▸ **What the exercise asks**
Please print every record below exactly as written, leaving out the pictures.

#####

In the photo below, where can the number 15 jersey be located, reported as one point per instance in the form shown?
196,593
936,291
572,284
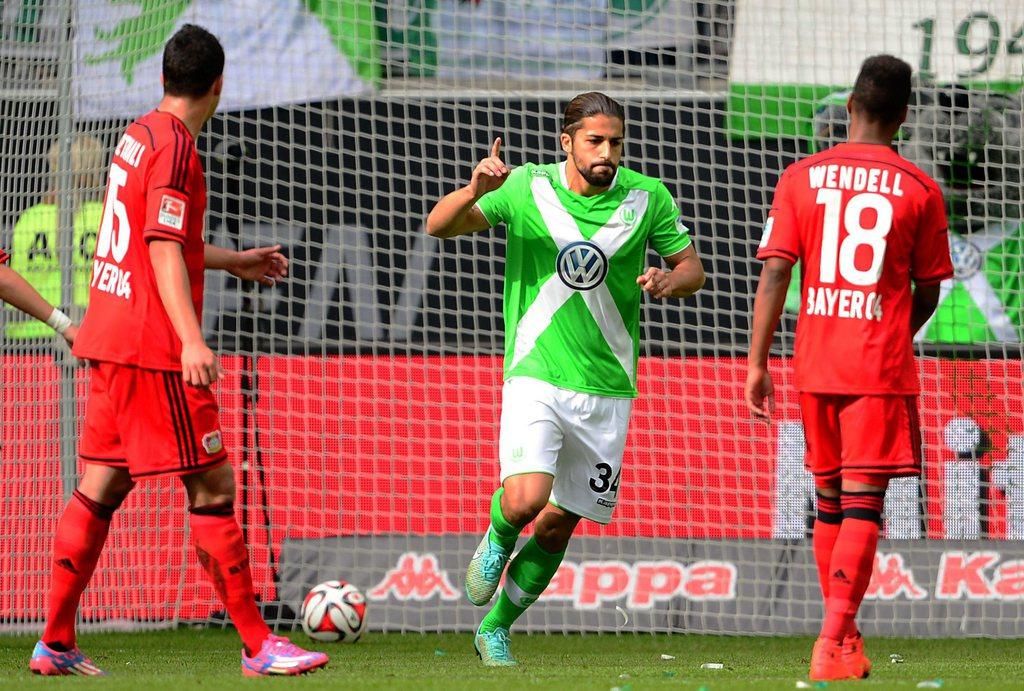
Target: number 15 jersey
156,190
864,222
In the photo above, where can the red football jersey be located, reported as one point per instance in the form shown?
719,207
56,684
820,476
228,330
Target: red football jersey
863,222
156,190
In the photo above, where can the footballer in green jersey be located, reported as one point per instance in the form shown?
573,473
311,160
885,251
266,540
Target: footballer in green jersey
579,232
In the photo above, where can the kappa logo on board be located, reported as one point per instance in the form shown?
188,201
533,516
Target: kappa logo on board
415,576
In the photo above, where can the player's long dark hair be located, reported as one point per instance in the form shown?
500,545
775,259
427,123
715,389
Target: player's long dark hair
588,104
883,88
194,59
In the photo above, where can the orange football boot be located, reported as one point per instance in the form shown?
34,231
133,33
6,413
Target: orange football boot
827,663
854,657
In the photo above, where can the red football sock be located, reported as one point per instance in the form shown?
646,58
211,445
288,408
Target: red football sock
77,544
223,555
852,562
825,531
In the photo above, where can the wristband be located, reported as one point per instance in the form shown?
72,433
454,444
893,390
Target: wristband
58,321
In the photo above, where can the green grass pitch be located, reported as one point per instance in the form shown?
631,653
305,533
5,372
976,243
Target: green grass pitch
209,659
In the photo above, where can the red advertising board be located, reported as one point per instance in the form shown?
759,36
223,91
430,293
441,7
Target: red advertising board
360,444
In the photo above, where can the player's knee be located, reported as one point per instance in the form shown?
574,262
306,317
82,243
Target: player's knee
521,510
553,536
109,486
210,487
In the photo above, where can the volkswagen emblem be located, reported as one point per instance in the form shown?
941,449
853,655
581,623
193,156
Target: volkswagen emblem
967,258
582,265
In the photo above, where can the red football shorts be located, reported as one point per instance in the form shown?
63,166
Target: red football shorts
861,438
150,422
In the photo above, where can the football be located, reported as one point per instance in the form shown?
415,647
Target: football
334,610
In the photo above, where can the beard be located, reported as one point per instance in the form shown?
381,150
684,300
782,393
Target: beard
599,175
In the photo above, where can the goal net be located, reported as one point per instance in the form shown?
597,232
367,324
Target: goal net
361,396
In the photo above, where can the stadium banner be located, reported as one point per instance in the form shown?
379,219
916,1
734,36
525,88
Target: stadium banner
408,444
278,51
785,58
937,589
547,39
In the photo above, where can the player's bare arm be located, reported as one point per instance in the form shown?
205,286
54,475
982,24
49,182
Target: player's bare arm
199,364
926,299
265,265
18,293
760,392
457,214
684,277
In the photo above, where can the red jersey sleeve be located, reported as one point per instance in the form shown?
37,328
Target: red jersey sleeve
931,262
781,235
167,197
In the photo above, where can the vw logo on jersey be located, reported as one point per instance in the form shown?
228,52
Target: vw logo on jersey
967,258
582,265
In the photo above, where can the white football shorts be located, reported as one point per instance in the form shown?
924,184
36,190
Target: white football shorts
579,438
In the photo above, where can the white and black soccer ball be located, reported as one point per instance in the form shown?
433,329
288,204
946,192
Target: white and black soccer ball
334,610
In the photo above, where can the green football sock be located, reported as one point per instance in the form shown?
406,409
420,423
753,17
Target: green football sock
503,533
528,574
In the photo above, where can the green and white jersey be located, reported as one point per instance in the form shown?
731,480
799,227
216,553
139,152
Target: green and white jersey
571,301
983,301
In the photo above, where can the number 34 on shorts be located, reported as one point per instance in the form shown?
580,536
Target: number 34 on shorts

#####

▸ **Output below**
In the photo below, where can the number 15 jersey be located, reported as one point per instance in the form shown?
196,593
936,291
572,284
Target: number 15 jersey
156,190
864,222
In the photo above, where can the red football jersey be located, reported as one point per instance in the form shown?
719,207
56,684
820,476
228,330
Target: red football jersey
863,222
156,190
In the photo above, where can the footballer in green jersey be located, reported as one point per instance in the form shown?
573,473
311,160
885,251
266,540
Target: footballer in green jersey
579,232
In the photo above, where can the kappa logo on board be located, reported as one point per instance in the form shown?
188,201
533,516
Target: kappa logo on board
415,576
In the photo above, where can the player's long dark hair be located, reported as one point per instance in the form shown?
500,545
775,259
427,123
715,389
Target: player's long dark hair
588,104
883,88
194,59
In the photo above, where can the orange football boot be located, reported as one point per instance in the form shown?
34,231
133,33
6,413
Target: orange football boot
827,663
854,657
In the photo above, where can the red football sock be located, reported as one point per instance in the form shown?
646,58
211,445
288,408
Target: red football sock
77,544
223,555
852,562
825,531
In the photo above, where can the wristband be located, reported as one point per instance in the form shown?
72,433
454,444
893,390
Target: wristband
58,321
In the photo above, where can the green grass pitch be located, reported as one point per instance in the form shown?
631,653
305,533
5,372
976,243
Target: green grass pitch
209,659
In the photo above, where can the red advertising board be located, reported as one point per instance in the form shown?
759,36
223,91
430,293
441,7
Target: red advertising board
360,444
In the photo above, where can the player's knee be located, reported as one point per instance in the form shown?
574,262
306,317
82,243
Target: player's knee
521,510
553,536
109,486
210,487
In the photo above, where can the volkswagen emblem be located, reported as one point per instance in the form shown?
941,449
853,655
581,623
193,156
Target: volkswagen emblem
967,258
582,265
In the photo above, where can the red football shorts be located, reported as one point per instance in the form shown?
63,166
Target: red football shorts
861,438
150,422
In the photo above, where can the football be located, reported as one point per instance in the form shown?
415,647
Target: football
334,610
In the photo above, where can the beard be located, reported as one point per instance in the form shown?
381,150
684,300
782,393
Target: beard
599,175
In the photo above, where can the goal net be located, reported as one point per instance in the form shown?
597,232
367,324
Target: goal net
361,396
In the photo above, where can the stadium banner be located, reported as one point per instance in the form shown?
379,219
916,1
734,36
525,88
Target: stadium banner
408,444
278,51
785,58
937,589
547,39
In the photo above, where can the player's bare arm be located, reported as one point per instance in the form shown?
205,286
54,475
982,24
49,182
Target: player's bare arm
199,364
926,299
265,265
18,293
760,392
457,214
684,277
In the photo above, where can the red jersey sleeve be located, reported as one point per instance in the form shown?
37,328
Target: red jersey sleeve
931,262
781,235
167,197
In the photo above, where can the vw logo on jersey be located, reported as one point per instance in the form shown?
228,52
Target: vw logo on jersey
967,258
582,265
In the photo above, where can the white football shorts be located, reported as one point per instance in the form shown?
924,184
36,190
Target: white football shorts
579,438
In the photo above, where can the white and black soccer ball be located, reported as one point per instance in the form shown?
433,329
288,204
946,192
Target: white and black soccer ball
334,610
In the photo above, where can the green football sock be located, reported as one point per instance in the form shown?
406,409
420,423
753,17
Target: green football sock
503,533
528,574
In the photo above, where can the green and white jersey be located, reported as one point per instance in the form shown?
731,480
799,227
216,553
139,152
Target: green and white jersey
571,301
983,301
In the photo above, where can the number 34 on shorts be located, reported as one point per instance in the form shown?
580,536
Target: number 34 on shorts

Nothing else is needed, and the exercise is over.